## PROBLEM REQUIREMENTS:
In the SIMBA page, what kind of examples does the algorithm hunt for to improve prompts?

SIMBA

SIMBA (Stochastic Introspective Mini-Batch Ascent) is a prompt optimization algorithm within deepeval adapted from the DSPy optimizer of the same name. It improves prompts by hunting for high-variance examples—cases where the model sometimes succeeds and sometimes fails on the exact same input—and using that contrast to either rewrite the prompt's instructions or inject a verified few-shot demonstration.

The core insight is that uncertainty reveals the most about what a prompt is doing wrong. When a model consistently passes or consistently fails an input, there is little diagnostic signal. But when outcomes vary run-to-run on the same input, the delta between the good and bad execution traces pinpoints exactly what the prompt needs to say differently.

Optimize Prompts With SIMBA

To optimize a prompt using SIMBA, provide a SIMBA algorithm instance to the optimize() method:

from deepeval.metrics import AnswerRelevancyMetric
from deepeval.prompt import Prompt
from deepeval.optimizer import PromptOptimizer
from deepeval.optimizer.algorithms import SIMBA

prompt = Prompt(text_template="You are a helpful assistant - now answer this. {input}")

def model_callback(prompt: Prompt, golden) -> str:
    prompt_to_llm = prompt.interpolate(input=golden.input)
    return your_llm(prompt_to_llm)

optimizer = PromptOptimizer(
    algorithm=SIMBA(),
    model_callback=model_callback
)

optimized_prompt = optimizer.optimize(prompt=prompt, goldens=goldens, metrics=[AnswerRelevancyMetric()])

Done ✅. You just used SIMBA to run a prompt optimization.

Customize SIMBA

You can customize SIMBA's behavior by passing parameters directly to the SIMBA constructor:

from deepeval.optimizer.algorithms import SIMBA

simba = SIMBA(
    iterations=8,
    minibatch_size=15,
    num_candidates=4,
    num_samples=3,
    minibatch_full_eval_steps=4,
    random_state=42,
)

## INFORMATION GIVEN:

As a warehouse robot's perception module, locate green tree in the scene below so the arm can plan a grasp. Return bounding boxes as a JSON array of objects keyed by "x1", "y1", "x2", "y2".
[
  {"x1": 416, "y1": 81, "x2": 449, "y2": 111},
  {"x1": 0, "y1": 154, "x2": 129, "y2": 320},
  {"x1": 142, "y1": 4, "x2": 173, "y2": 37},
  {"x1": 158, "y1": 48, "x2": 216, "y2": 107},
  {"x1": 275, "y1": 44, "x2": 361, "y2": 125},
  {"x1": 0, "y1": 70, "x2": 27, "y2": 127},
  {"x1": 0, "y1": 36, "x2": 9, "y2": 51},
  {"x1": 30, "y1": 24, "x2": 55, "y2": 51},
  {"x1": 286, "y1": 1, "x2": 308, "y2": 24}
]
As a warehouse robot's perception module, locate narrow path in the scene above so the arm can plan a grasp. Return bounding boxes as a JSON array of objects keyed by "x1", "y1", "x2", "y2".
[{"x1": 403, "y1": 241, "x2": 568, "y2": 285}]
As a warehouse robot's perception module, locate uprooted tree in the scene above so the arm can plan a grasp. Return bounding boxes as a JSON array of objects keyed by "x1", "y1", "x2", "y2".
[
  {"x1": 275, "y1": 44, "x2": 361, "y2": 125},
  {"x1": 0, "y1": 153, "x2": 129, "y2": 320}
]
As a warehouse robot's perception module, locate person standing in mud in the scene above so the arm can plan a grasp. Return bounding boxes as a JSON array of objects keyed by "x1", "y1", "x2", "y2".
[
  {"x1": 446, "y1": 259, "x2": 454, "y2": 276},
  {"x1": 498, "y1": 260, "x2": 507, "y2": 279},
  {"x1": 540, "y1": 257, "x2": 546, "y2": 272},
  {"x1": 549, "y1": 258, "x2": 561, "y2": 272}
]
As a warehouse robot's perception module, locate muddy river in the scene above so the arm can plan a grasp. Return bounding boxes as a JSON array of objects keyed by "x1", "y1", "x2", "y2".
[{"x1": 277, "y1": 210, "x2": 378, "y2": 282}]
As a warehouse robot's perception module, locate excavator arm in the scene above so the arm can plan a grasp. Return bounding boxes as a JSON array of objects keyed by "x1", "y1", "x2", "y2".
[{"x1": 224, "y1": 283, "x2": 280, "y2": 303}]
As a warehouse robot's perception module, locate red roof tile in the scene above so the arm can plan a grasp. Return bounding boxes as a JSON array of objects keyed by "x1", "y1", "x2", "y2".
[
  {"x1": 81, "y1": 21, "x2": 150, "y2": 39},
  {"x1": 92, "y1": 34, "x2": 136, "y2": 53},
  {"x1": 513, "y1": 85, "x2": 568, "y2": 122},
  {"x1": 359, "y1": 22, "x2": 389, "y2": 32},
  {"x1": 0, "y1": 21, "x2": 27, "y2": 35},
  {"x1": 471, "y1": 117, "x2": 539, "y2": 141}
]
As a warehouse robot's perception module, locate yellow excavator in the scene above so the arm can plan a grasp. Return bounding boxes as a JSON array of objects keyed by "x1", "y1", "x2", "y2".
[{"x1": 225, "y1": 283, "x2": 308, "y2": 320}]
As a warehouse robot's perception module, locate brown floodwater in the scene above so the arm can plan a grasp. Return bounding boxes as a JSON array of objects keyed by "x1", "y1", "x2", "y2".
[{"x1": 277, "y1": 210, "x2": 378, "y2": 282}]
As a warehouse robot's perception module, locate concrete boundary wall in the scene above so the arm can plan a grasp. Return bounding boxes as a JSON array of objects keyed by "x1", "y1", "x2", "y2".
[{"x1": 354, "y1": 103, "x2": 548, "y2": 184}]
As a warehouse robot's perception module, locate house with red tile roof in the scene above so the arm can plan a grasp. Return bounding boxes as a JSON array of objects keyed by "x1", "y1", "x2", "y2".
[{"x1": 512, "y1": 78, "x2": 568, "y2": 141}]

## RESPONSE AREA:
High-variance examples, cases where the model sometimes succeeds and sometimes fails on the exact same input.